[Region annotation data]
----------

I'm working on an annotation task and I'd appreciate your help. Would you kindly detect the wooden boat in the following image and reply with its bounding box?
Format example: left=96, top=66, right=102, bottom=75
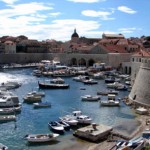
left=58, top=120, right=70, bottom=130
left=33, top=102, right=51, bottom=108
left=24, top=133, right=59, bottom=143
left=0, top=143, right=8, bottom=150
left=48, top=121, right=64, bottom=134
left=59, top=115, right=78, bottom=126
left=0, top=115, right=16, bottom=122
left=23, top=95, right=42, bottom=103
left=81, top=95, right=100, bottom=101
left=0, top=106, right=21, bottom=115
left=38, top=82, right=69, bottom=89
left=27, top=91, right=45, bottom=97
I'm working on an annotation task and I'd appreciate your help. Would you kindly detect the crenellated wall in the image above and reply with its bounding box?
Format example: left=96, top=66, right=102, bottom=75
left=129, top=58, right=150, bottom=107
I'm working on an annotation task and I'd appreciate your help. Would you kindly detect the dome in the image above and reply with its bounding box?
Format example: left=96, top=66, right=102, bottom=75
left=71, top=29, right=79, bottom=37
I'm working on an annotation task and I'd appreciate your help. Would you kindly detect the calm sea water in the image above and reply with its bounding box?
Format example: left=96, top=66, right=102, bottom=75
left=0, top=69, right=135, bottom=150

----------

#### THE TASK
Copy the data above line for line, leaving out the images.

#### CORRECT ANSWER
I'm working on an annotation task and I'd appreciate your help. Would you kindly detect the wooden boat in the following image and reply with its bounding box?
Format example: left=96, top=66, right=102, bottom=75
left=58, top=120, right=70, bottom=130
left=33, top=102, right=51, bottom=108
left=24, top=133, right=59, bottom=143
left=0, top=143, right=8, bottom=150
left=48, top=121, right=64, bottom=134
left=59, top=115, right=78, bottom=126
left=0, top=115, right=16, bottom=122
left=23, top=95, right=42, bottom=103
left=81, top=95, right=100, bottom=101
left=0, top=106, right=21, bottom=115
left=38, top=82, right=69, bottom=89
left=27, top=91, right=45, bottom=97
I'm working on an annotation task and I'd appreciate your help. Would you kindly detect the crenellated wall in the image above and reply with its bounding box?
Format example: left=96, top=66, right=102, bottom=75
left=129, top=58, right=150, bottom=107
I'm working on an annotation task and I'd appreciate your help. Would you kindly detect the dome in the image above and reply with its bounding box?
Format example: left=96, top=66, right=102, bottom=75
left=71, top=29, right=79, bottom=37
I'm working on an annotation task and I'd appreciate your help. Would you kindly detect the calm sea water in the image above and reply with its bounding box?
Format example: left=96, top=66, right=102, bottom=75
left=0, top=69, right=135, bottom=150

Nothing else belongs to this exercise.